Bloco de texto:

===============

“Não houve uma pré-preparação do Ministério da Saúde para esta lei e, do ponto de vista técnico e mesmo orgânico, teve que se perceber qual a melhor solução para os utentes e sistema. Do ponto de vista informático foi um desafio”, afirma ao SOL o Presidente dos Serviços Partilhados do Ministério da Saúde, Henrique Martins, que desenvolveu o sistema informático que suporta o Registo Nacional do Testamento Vital (Rentev). Dada a complexidade do sistema, salvaguarda que “ vão fazer tudo” para que não haja atrasos na disponibilização da ferramenta a 1 de Julho.
A portaria foi publicada esta segunda-feira, em Diário da República, e é obrigatório que a inscrição no Rentev seja feita através da Plataforma de Dados da Saúde (PDS), uma plataforma Web que disponibiliza um sistema central de registo e partilha de informação clínica. Neste momento, existem 578 instituições do Serviço Nacional de Saúde com acesso a esta plataforma.
O objectivo é que se possa aceder ao testamento vital através de qualquer ponto do país com Internet. Contudo, Henrique Martins admite alguns problemas devido ao acesso ainda limitado à Internet em alguns locais e também à “iliteracia digital”. Para já apenas um milhão de pessoas já beneficiou da PDS, que agora vai englobar também o Rentev. A a meta no final deste ano é duplicar esse número. “Tem que haver um maior envolvimento da sociedade civil, nomeadamente das Câmaras Municipais, Paróquias e Associações de Doentes”, pede o responsável do projecto.
Protecção de dados
Só os médicos e o próprio utente poderão ter acesso ao testamento vital. “Para já o acesso está condicionado a médicos, o que não quer dizer que depois não se possa alargar a enfermeiros, por exemplo. E o doente poderá saber exactamente quem é que acedeu aos seus dados através da plataforma”, explica Henrique Martins.
O testamento vital é válido por cinco anos. Com este documento os doentes vão poder, por exemplo, recusar transfusões de sangue e ser alimentados artificialmente quando tal adie o processo de morte. Vão também poder recusar o suporte artificial de vida, como ventilação e reanimação, e tratamentos experimentais. Caso o médico discorde do testamento vital do doente, poderá pedir uma substituição.
Se o utente mudar de opinião, prevalecerá a palavra do momento. “Nunca nada é preto no branco e há situações muito complexas. Em geral o doente escreve no testamento que não quer determinados cuidados, se mudar de ideias opta por algo que os médicos, à partida, já iriam fazer. O Hospital poderá, por exemplo, optar por documentar essa mudança de vontade por escrito mas isso já é algo caso a caso, o que nós oferecemos é uma solução tecnológica”, refere Henrique Martins.

===============

Material apresentado:
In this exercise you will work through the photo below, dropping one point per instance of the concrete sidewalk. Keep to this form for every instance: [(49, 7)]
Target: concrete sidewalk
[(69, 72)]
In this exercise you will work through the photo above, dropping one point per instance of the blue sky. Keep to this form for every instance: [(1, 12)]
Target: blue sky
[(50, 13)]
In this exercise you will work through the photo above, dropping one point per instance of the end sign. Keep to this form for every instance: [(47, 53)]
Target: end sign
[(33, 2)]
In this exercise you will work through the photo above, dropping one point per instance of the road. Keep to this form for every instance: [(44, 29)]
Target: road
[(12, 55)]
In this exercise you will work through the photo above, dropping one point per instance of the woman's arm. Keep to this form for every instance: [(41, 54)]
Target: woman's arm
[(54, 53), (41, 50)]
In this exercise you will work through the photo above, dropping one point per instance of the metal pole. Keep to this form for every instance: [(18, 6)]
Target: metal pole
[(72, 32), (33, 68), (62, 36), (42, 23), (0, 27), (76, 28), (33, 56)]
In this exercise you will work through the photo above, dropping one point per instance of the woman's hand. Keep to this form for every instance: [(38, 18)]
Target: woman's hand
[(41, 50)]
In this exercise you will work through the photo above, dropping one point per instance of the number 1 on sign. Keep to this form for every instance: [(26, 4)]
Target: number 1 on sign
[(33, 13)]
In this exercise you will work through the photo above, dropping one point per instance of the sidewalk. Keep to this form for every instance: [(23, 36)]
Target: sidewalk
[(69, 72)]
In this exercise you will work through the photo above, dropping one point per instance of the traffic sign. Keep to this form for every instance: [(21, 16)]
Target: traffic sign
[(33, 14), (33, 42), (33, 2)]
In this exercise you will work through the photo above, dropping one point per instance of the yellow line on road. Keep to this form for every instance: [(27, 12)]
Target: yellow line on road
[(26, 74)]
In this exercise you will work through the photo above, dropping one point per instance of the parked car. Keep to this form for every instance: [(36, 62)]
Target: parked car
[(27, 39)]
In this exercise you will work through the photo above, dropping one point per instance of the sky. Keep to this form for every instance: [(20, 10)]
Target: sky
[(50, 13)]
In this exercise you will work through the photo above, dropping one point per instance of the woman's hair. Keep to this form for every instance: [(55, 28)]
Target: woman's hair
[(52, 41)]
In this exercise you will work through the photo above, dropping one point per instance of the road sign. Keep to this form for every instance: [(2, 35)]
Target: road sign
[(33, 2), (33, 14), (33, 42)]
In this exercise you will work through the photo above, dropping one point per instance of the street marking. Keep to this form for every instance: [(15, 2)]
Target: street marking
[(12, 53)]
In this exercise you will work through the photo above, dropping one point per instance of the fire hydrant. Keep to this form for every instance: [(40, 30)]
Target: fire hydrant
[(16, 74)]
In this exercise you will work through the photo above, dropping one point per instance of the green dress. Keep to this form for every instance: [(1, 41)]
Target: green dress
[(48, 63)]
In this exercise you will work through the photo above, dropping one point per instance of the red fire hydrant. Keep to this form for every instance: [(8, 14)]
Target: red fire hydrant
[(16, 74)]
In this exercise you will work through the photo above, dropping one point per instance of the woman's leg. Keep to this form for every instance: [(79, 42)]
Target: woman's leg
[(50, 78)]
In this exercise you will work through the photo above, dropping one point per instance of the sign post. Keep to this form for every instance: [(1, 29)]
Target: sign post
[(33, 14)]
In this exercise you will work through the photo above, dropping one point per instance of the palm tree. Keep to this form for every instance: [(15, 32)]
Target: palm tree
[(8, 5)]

===============

O que se pede:
a – Reproduza o trecho do texto sobre o testamento vital que vai de "O testamento vital é" a "pedir uma substituição.", inclusive.
b – Resuma em duas frases o texto sobre o testamento vital.
c – Com base no texto sobre o testamento vital, responda às perguntas seguintes e marque as respostas da mesma forma.
(i) Quantas instituições do Serviço Nacional de Saúde têm neste momento acesso à Plataforma de Dados da Saúde?
(ii) Por quantos anos é válido o testamento vital?
(iii) Qual é a meta para o final deste ano quanto ao número de pessoas que beneficiaram da PDS?

Respostas às tarefas:
a –
O testamento vital é válido por cinco anos. Com este documento os doentes vão poder, por exemplo, recusar transfusões de sangue e ser alimentados artificialmente quando tal adie o processo de morte. Vão também poder recusar o suporte artificial de vida, como ventilação e reanimação, e tratamentos experimentais. Caso o médico discorde do testamento vital do doente, poderá pedir uma substituição.

b – A inscrição no Registo Nacional do Testamento Vital (Rentev) tem de ser feita através da Plataforma de Dados da Saúde, e só os médicos e o próprio utente poderão aceder ao testamento vital. O documento é válido por cinco anos, permite aos doentes recusar, por exemplo, transfusões de sangue, suporte artificial de vida e tratamentos experimentais, e, se o utente mudar de opinião, prevalece a palavra do momento.

c –
(i) 578 instituições.
(ii) Cinco anos.
(iii) Duplicar esse número, que para já é de um milhão de pessoas.